─── Reading passage

The National Science Foundation released a new policy on Sept. 21 to address sexual harassment by personnel working on NSF-funded projects. The policy requires grantee institutions to report to the NSF within 10 business days any findings related to sexual harassment, other forms of harassment or sexual assault by principal investigators and co-PIs on NSF-funded projects.
Upon notification, the NSF will evaluate the safety of other personnel and any impact to NSF-funded activities. The NSF may then substitute or remove a PI or co-PI, reduce funding or terminate the award.
The new reporting requirements affects awards made after Oct. 21.
While the NSF indicated in a February notice that it would take unilateral action, the agency decided to instead implement a more cooperative approach with institutions.
The new reporting requirement is complementary to the NSF online reporting portal, which allows individuals to submit sexual harassment complaints directly to the agency. It’s not clear how those complaints will be investigated.
Although the policy neglects to address circumstances in which a PI or co-PI changes institutions before an investigation concludes, the agency indicated that the policy is merely a first step to addressing sexual harassment in science.
In May, the American Society for Biochemistry and Molecular Biology’s Public Affairs Advisory Committee responded to the NSF’s request for comments on its then-developing policy. We said that the NSF should develop a standardized method for collecting sexual misconduct claims, implement protections to ensure the privacy of claimants, and provide transparency of investigation outcomes.
We’re pleased to see that the agency seems to be taking steps in the right direction, and we will continue to monitor the situation and weigh in with suggestions when appropriate.

──────

Things to do:
**a)** In the article on the NSF harassment policy, within how many business days must grantee institutions report findings to the NSF?
**b)** Rewrite the stretch of the NSF harassment policy article from "Upon notification, the" through "after Oct. 21.", substituting "support" for "funding".

─── Records supplied

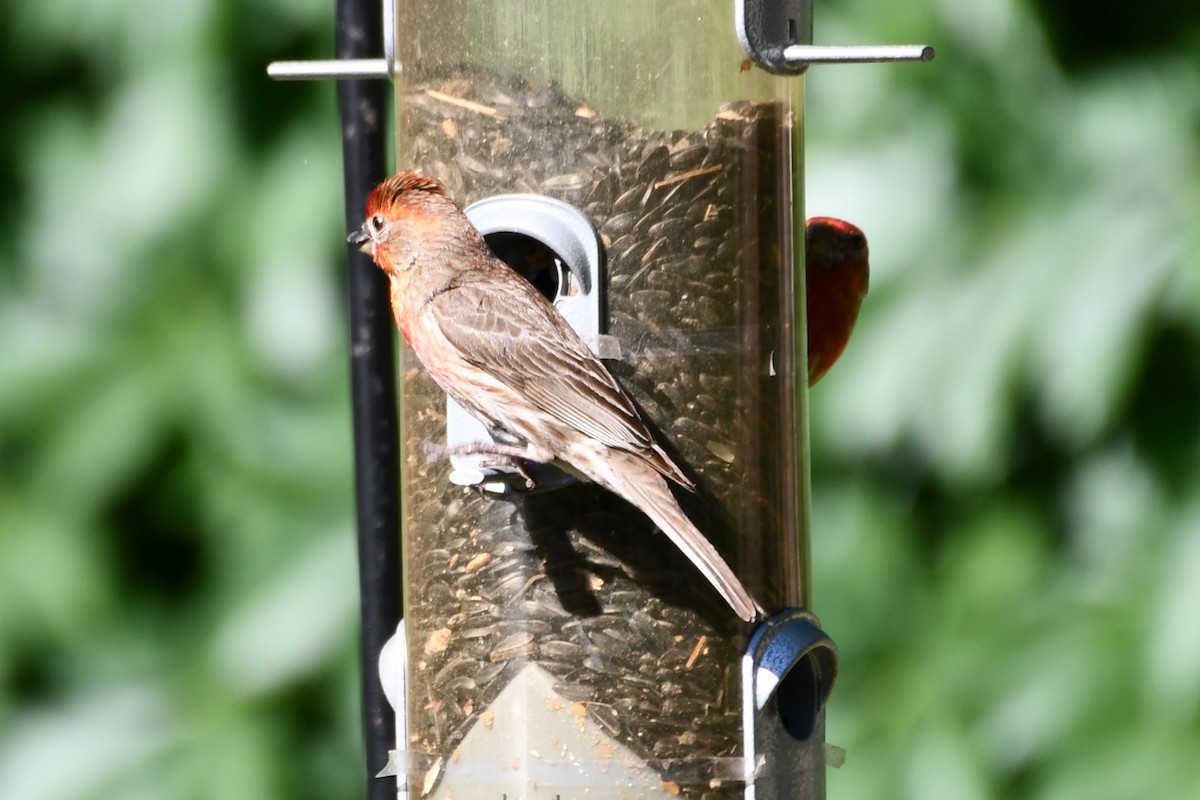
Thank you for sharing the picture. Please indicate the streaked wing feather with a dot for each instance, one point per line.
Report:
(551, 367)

──────
─── Records supplied

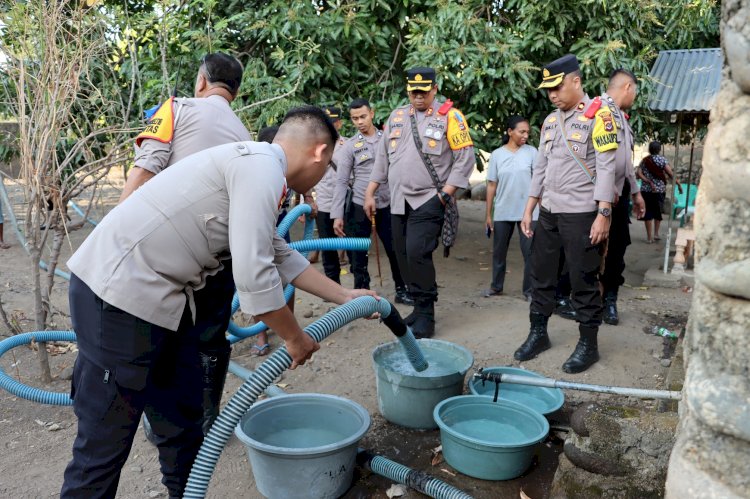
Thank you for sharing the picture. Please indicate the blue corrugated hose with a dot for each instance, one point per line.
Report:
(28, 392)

──────
─── Records supplied

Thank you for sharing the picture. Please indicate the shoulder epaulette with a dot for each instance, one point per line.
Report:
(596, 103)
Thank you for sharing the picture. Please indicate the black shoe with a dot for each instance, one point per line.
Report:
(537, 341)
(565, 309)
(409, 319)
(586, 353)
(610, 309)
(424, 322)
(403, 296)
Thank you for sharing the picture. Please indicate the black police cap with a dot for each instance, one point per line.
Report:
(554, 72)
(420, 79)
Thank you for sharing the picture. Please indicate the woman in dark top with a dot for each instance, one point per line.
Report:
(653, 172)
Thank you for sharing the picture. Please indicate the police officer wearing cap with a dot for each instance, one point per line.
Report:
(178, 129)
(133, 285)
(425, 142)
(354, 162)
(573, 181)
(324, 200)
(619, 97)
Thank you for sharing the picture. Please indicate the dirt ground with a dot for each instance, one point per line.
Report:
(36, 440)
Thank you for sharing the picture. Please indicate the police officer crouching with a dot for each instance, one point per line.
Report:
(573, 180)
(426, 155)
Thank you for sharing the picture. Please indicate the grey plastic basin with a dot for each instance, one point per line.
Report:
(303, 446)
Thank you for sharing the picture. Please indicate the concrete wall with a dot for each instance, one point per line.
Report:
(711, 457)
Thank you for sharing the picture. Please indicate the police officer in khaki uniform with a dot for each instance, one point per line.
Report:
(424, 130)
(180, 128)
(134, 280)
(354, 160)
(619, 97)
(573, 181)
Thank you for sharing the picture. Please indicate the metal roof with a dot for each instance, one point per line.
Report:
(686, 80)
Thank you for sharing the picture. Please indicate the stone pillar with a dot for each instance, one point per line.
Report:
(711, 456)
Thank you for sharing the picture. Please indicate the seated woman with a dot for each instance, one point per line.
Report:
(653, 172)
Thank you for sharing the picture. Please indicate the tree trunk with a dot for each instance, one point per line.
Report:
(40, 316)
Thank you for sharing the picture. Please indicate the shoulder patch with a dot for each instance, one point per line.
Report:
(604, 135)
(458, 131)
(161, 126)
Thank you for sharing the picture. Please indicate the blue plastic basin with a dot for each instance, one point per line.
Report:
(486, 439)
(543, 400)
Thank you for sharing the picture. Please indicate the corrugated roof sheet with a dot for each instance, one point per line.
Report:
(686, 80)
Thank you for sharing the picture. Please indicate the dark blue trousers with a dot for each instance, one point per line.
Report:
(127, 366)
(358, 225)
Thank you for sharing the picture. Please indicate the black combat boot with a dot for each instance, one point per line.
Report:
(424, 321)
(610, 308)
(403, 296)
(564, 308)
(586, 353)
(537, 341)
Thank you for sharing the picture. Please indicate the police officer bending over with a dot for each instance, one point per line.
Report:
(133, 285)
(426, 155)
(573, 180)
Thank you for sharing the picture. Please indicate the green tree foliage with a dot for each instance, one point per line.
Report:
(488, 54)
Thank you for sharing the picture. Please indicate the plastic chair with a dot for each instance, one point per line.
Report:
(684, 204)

──────

Answers given:
**a)** Within 10 business days.

**b)**
Upon notification, the NSF will evaluate the safety of other personnel and any impact to NSF-funded activities. The NSF may then substitute or remove a PI or co-PI, reduce support or terminate the award.
The new reporting requirements affects awards made after Oct. 21.